:: ТРЕБОВАНИЯ К ЗАДАНИЮ ::
a) Пожалуйста, перепишите из фрагмента документа слово в слово всё от «Миф — это воспоминание» вплоть до «обласканной солнцем кожи.».
b) Ответьте на вопросы по фрагменту документа:
(i) В каком веке в Японию приплыли первые миссионеры?
(ii) Какие божества названы первыми мужчиной и женщиной?
(iii) Как называется исконная религия японцев?

:: ФРАГМЕНТ ДОКУМЕНТА ::

================

ЛЮБОВЬ. Боги и богини, мужчины и женщины.
Миф — это воспоминание о том, как обстояли дела «в Начале». Эти воспоминания входят в плоть общества и очень во многом определяют, каким оно становится. Европейцы (во всяком случае, большинство из них) всю свою историю (за исключением нескольких последних десятилетий) вспоминали, сдается мне, прежде всего о первородном грехе и только и делали, что поплотнее запахивали одежды — не дай Бог кому-нибудь увидеть хоть кусочек никогда не обласканной солнцем кожи.
Не удивительно, что первые миссионеры, приплывшие в Японию в XVI веке, с содроганием писали, что в этой стране потеря девственности до брака отнюдь не считается чем-то греховным, а сама потерявшая ее отнюдь не лишается шансов на полноценный брак с другим человеком. Вот и Фрейд произвел впоследствии на европейцев такое сильное впечатление, поскольку открытые им сексуальные «комплексы» имеют на самом-то деле не только общечеловеческое, но в значительной степени исключительно европейское происхождение. Что и говорить — наболело.
О чем же вспоминают японцы, когда речь заходит о первом мужчине и первой женщине?
Первые мужчина и женщина — это бог Идзанаги и богиня Идзанами. Неизвестно, каким образом они появились на свет. Зато известен воспоследовавший за этим трогательный диалог. Идзанаги: «Как устроено твое тело?» Идзанами: «Мое тело росло-росло, но есть одно место, что так и не выросло». Идзанаги: «Мое тело росло-росло, но есть место, что слишком выросло. Потому, думаю я, то место у меня на теле, что слишком выросло вставить в место, что у тебя на теле не выросло, и родить страну. Ну что, родим?» Идзанами: «Это будет хорошо!»
Так родились их дети, оказавшиеся островами Японского архипелага. Получается, что землю созидает не единый Творец (как в христианской традиции), а два божества, причем их соединение совершенно не воспринимается как нечто греховное. Наоборот — результатом вполне плотской любви оказывается космическое созидание. Не «это грешно и постыдно!», а «это хорошо!» — вот основная мысль, возникающая у японских возлюбленных при совокуплении.
Потому вся история отношений мужчины и женщины в Японии очень долгое время (приблизительно до XVII века) не носит никакого налета ханжества. Потребность в любви и интимных отношениях рассматривалась как нормальная потребность нормального организма, а исконная религия японцев — синтоизм — вообще никогда не знала такого важнейшего института европейского общества, как монашество. Следовательно, и о безбрачии тоже говорить не приходится.

================

:: ИСХОДНЫЕ ДАННЫЕ ::

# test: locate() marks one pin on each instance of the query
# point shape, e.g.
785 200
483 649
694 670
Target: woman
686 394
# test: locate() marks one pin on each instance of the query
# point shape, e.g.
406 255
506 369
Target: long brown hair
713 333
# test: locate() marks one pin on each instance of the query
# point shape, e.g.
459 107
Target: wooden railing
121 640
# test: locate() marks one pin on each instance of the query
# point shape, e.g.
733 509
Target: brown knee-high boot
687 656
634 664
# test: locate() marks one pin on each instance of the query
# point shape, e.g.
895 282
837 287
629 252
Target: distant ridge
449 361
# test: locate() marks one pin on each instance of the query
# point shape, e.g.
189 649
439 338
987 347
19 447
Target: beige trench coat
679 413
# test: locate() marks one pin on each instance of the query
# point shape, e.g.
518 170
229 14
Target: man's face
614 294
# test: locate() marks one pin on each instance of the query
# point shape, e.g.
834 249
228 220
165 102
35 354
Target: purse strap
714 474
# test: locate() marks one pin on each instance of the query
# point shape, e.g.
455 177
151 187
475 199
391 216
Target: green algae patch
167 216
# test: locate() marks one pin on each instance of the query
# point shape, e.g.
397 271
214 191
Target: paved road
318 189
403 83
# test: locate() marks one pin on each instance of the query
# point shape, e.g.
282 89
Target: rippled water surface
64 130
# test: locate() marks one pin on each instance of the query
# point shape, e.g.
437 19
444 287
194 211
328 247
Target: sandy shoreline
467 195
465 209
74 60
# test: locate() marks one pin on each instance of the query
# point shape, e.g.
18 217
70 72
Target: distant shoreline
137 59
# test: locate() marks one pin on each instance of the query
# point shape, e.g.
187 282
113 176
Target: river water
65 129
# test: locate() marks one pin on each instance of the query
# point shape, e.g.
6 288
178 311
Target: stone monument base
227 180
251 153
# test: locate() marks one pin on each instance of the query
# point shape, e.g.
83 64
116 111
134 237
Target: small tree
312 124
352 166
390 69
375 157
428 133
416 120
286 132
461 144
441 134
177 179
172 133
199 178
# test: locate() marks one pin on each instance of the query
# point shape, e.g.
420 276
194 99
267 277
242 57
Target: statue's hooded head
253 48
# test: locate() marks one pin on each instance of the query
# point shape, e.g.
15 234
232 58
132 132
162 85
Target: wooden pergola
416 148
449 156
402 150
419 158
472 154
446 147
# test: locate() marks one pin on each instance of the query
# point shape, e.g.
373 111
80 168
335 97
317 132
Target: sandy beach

================

:: ОЖИДАЕМЫЕ ОТВЕТЫ ::
a)
Миф — это воспоминание о том, как обстояли дела «в Начале». Эти воспоминания входят в плоть общества и очень во многом определяют, каким оно становится. Европейцы (во всяком случае, большинство из них) всю свою историю (за исключением нескольких последних десятилетий) вспоминали, сдается мне, прежде всего о первородном грехе и только и делали, что поплотнее запахивали одежды — не дай Бог кому-нибудь увидеть хоть кусочек никогда не обласканной солнцем кожи.

b)
(i) В XVI веке.
(ii) Бог Идзанаги и богиня Идзанами.
(iii) Синтоизм.